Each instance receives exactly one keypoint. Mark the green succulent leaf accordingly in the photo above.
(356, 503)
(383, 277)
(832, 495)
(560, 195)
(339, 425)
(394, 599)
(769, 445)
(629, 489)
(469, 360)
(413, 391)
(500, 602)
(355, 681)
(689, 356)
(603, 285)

__WHAT IS REQUIRED__:
Reproduce every entry exactly, with nothing added or dropped.

__EXERCISE RESPONSE__:
Each instance receives exactly one keypoint. Mark the green succulent leaf accordingly in the photo above.
(356, 503)
(383, 277)
(832, 495)
(560, 195)
(339, 425)
(394, 599)
(769, 445)
(629, 489)
(469, 360)
(413, 391)
(500, 602)
(355, 681)
(689, 356)
(603, 285)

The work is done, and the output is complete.